In the town, the population was spread out, with 26.5% under the age of 18, 3.7% from 18 to 24, 23.5% from 25 to 44, 30.3% from 45 to 64, and 16.0% who were 65 years of age or older.  The median age was 43 years. For every 100 females, there were 91.4 males. For every 100 females age 18 and over, there were 85.4 males.

The median income for a household in the town was $72,359 (2007 est. 92,604 aol.realestate.com), and the median income for a family was $106,126 in 2000. Males had a median income of $61,128 versus $32,500 for females. The per capita income for the town was $47,983. About 1.3% of families and 3.1% of the population were below the poverty line, including 1.5% of those under age 18 and 8.1% of those age 65 or over.

Schools

The Cape Elizabeth School Department consists of Elementary School, Cape Elizabeth Middle School, and Cape Elizabeth High School, all situated in one campus in the town center. The Cape Elizabeth School Department offices are across the street in the Cape Elizabeth Town Hall. Cape Elizabeth has no private educational institutions except preschools and day care centers. The high school had its first graduating class in 1877.

**The input:**
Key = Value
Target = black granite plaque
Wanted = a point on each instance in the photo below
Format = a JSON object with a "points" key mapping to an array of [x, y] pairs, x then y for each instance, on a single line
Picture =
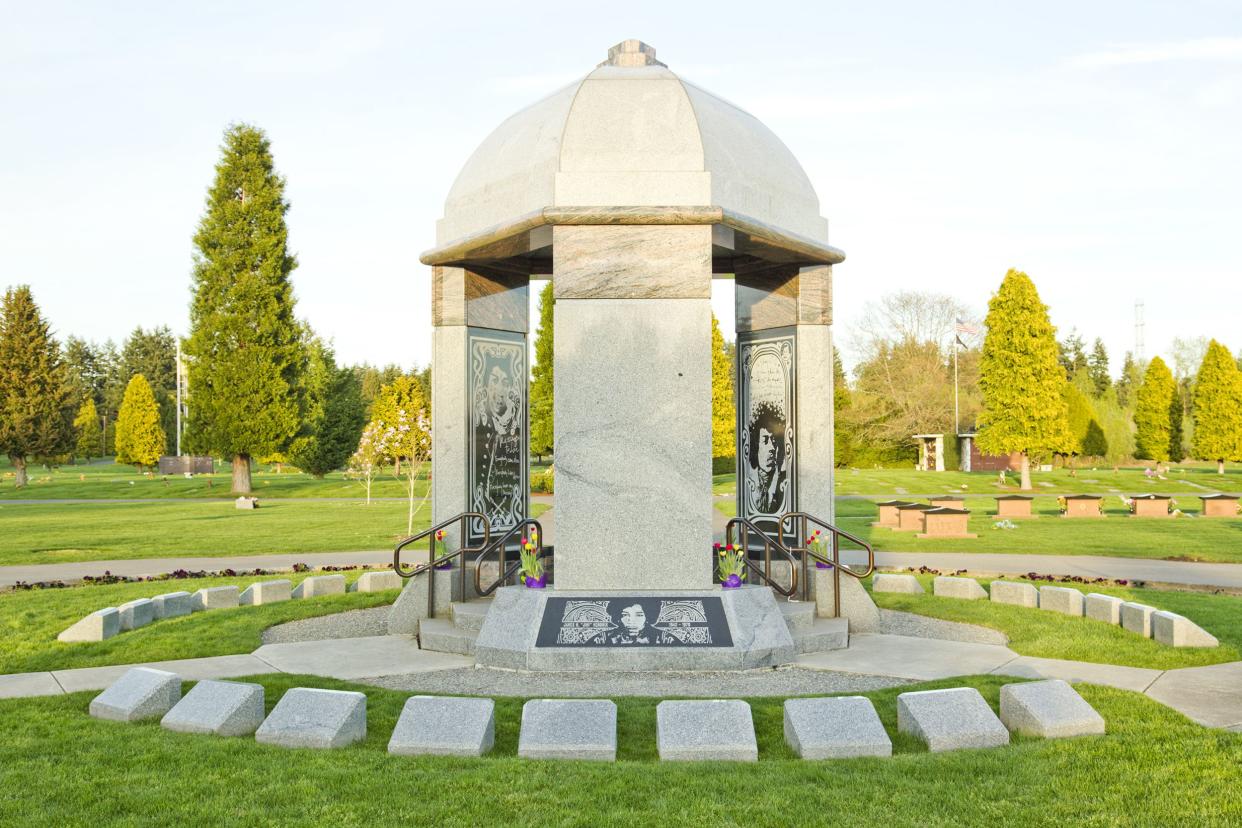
{"points": [[634, 622]]}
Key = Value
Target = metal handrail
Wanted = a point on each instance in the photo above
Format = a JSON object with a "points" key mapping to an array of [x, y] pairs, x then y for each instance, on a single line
{"points": [[499, 545], [835, 561], [430, 566], [769, 544]]}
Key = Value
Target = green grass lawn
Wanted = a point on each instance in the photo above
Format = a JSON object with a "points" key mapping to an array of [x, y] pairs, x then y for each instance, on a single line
{"points": [[1051, 634], [1151, 767], [31, 620]]}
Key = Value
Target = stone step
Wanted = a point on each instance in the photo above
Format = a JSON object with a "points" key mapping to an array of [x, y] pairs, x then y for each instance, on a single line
{"points": [[442, 636], [470, 615], [799, 615], [822, 636]]}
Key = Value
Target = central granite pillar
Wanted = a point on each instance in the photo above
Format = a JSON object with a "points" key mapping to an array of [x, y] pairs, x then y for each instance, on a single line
{"points": [[632, 406]]}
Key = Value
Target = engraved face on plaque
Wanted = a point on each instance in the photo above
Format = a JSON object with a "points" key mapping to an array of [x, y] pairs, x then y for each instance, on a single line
{"points": [[497, 476], [765, 426]]}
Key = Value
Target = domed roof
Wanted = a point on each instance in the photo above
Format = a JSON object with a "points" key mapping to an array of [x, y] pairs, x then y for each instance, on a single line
{"points": [[632, 133]]}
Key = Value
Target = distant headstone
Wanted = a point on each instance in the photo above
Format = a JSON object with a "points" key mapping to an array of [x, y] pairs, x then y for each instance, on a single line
{"points": [[1021, 595], [1061, 598], [265, 592], [217, 708], [215, 597], [950, 719], [836, 728], [142, 693], [99, 625], [1048, 709], [173, 605], [706, 730], [319, 585], [569, 729], [137, 613], [313, 718], [444, 726]]}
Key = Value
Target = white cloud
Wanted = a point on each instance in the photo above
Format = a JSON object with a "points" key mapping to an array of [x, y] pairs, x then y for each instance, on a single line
{"points": [[1202, 49]]}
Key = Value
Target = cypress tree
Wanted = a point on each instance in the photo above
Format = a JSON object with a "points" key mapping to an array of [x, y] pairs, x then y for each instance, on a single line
{"points": [[90, 435], [1219, 407], [1156, 414], [723, 412], [1021, 378], [245, 348], [543, 435], [140, 438], [36, 409]]}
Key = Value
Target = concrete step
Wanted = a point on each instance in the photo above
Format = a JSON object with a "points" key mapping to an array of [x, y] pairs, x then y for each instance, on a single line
{"points": [[441, 636], [822, 636], [470, 615], [799, 615]]}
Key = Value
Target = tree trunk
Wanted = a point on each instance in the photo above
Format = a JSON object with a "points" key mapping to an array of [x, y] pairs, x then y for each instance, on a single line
{"points": [[241, 473]]}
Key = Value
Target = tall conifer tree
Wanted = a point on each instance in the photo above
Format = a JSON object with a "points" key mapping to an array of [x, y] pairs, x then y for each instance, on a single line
{"points": [[36, 409], [1021, 378], [1219, 407], [245, 348]]}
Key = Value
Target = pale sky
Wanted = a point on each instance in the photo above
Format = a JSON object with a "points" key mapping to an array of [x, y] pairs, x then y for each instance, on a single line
{"points": [[1094, 145]]}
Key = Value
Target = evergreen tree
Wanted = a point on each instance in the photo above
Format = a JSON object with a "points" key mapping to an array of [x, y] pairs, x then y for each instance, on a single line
{"points": [[543, 433], [36, 399], [1219, 407], [1020, 378], [140, 438], [1158, 415], [724, 414], [245, 349], [1097, 368], [90, 435], [335, 415]]}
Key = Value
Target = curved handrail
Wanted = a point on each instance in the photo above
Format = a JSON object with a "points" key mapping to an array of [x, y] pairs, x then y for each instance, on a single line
{"points": [[835, 561], [769, 544]]}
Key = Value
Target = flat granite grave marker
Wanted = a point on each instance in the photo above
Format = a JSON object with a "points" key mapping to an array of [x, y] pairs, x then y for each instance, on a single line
{"points": [[313, 718], [142, 693], [444, 726], [98, 626], [1048, 709], [835, 728], [950, 719], [569, 729], [718, 730], [217, 708]]}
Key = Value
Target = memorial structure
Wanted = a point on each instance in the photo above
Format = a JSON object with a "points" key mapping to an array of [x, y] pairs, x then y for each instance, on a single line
{"points": [[631, 189]]}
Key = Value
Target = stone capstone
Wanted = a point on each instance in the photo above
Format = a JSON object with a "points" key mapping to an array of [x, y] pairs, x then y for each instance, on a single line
{"points": [[321, 585], [1061, 598], [1103, 607], [956, 587], [266, 592], [142, 693], [313, 718], [1178, 631], [215, 597], [1021, 595], [893, 582], [835, 728], [1048, 709], [706, 730], [99, 625], [950, 719], [569, 729], [444, 726], [217, 708]]}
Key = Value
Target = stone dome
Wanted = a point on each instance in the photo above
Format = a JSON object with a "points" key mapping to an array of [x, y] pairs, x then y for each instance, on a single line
{"points": [[632, 133]]}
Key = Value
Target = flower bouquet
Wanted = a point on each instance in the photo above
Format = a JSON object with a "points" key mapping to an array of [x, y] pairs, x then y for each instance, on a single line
{"points": [[730, 565]]}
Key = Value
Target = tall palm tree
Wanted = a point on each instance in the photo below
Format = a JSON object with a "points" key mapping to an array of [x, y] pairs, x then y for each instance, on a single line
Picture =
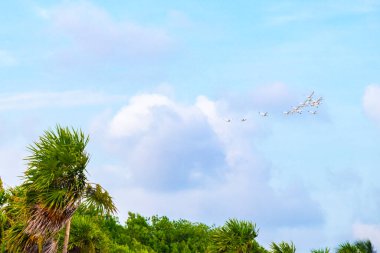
{"points": [[55, 184], [235, 236], [283, 247]]}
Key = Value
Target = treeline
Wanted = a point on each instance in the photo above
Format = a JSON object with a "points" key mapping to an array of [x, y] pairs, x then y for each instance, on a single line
{"points": [[56, 209]]}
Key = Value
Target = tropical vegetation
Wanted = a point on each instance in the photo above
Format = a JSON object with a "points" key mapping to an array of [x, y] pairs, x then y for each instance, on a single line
{"points": [[57, 209]]}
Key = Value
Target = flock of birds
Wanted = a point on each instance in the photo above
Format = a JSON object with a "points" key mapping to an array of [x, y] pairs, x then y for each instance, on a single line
{"points": [[309, 102]]}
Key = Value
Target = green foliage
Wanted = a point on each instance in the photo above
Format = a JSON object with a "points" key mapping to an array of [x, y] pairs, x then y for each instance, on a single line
{"points": [[347, 248], [283, 247], [87, 236], [325, 250], [234, 236], [357, 247], [365, 246]]}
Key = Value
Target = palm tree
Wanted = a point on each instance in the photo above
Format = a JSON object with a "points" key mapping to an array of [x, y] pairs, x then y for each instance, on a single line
{"points": [[234, 236], [325, 250], [365, 246], [283, 247], [55, 184], [347, 248]]}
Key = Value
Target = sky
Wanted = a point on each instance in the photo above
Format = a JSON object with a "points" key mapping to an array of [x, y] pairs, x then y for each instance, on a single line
{"points": [[152, 84]]}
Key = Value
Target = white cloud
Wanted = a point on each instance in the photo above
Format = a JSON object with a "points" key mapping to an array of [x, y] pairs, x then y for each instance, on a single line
{"points": [[33, 100], [273, 96], [371, 102], [94, 34], [363, 231], [186, 161]]}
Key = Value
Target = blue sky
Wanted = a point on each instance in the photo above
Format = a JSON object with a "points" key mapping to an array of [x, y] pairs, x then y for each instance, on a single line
{"points": [[152, 84]]}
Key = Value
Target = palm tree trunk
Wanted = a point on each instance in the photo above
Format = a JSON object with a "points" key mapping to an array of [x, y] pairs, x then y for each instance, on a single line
{"points": [[67, 235]]}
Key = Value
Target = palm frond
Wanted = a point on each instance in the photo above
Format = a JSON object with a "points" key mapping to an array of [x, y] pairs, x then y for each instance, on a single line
{"points": [[98, 199]]}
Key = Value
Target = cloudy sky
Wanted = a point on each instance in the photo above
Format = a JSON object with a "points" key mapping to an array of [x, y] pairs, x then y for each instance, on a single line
{"points": [[152, 84]]}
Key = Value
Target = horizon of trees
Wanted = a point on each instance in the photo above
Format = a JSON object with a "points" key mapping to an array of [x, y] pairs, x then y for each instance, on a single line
{"points": [[56, 209]]}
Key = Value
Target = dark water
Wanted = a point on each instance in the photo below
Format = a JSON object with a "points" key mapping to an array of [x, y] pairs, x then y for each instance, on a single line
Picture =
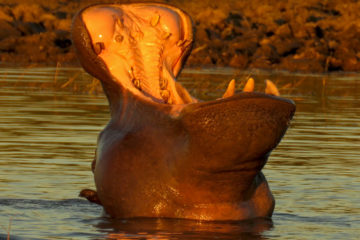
{"points": [[49, 121]]}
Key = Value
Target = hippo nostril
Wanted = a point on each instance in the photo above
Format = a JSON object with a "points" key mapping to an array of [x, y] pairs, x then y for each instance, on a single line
{"points": [[98, 47], [165, 94]]}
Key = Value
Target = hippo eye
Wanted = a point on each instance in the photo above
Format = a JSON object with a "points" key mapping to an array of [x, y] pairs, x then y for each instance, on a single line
{"points": [[119, 38], [98, 47]]}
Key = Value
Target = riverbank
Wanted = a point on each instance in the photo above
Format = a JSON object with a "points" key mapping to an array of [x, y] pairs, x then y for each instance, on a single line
{"points": [[306, 36]]}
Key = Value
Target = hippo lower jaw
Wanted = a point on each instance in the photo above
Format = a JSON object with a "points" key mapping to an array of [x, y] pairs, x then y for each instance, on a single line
{"points": [[164, 153]]}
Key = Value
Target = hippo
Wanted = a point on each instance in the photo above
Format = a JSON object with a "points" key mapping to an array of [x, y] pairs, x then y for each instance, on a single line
{"points": [[164, 153]]}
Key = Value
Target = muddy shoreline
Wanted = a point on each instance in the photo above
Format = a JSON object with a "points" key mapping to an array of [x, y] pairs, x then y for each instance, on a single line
{"points": [[311, 36]]}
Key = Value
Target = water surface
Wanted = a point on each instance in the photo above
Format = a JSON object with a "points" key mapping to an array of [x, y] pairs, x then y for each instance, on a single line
{"points": [[49, 123]]}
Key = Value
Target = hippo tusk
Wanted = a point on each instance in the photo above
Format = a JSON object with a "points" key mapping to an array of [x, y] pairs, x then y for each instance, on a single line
{"points": [[230, 91]]}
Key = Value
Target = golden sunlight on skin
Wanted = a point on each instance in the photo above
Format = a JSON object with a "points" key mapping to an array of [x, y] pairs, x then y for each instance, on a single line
{"points": [[188, 160], [143, 50], [249, 86]]}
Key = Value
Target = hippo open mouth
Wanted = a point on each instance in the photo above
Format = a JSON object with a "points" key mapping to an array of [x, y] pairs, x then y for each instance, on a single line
{"points": [[164, 153], [143, 47]]}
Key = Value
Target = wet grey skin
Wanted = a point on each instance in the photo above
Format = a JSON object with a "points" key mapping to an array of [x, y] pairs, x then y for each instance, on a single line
{"points": [[163, 152]]}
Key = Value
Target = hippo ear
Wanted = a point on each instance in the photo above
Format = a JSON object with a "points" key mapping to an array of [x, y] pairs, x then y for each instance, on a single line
{"points": [[236, 130], [91, 62]]}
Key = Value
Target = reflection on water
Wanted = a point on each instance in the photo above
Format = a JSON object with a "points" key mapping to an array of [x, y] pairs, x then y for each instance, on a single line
{"points": [[50, 119]]}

**Stated exercise 1:** Pull from the Cape Elizabeth text the exact words from "The median income for a household" up to and including "65 or over.".
**Stated exercise 2:** How many lines of the records contain the string "palm", with case counting? Reply with the number alone.
The Cape Elizabeth text and the records have nothing to do with each other.

**Answer 1:**
The median income for a household in the town was $72,359 (2007 est. 92,604 aol.realestate.com), and the median income for a family was $106,126 in 2000. Males had a median income of $61,128 versus $32,500 for females. The per capita income for the town was $47,983. About 1.3% of families and 3.1% of the population were below the poverty line, including 1.5% of those under age 18 and 8.1% of those age 65 or over.

**Answer 2:** 4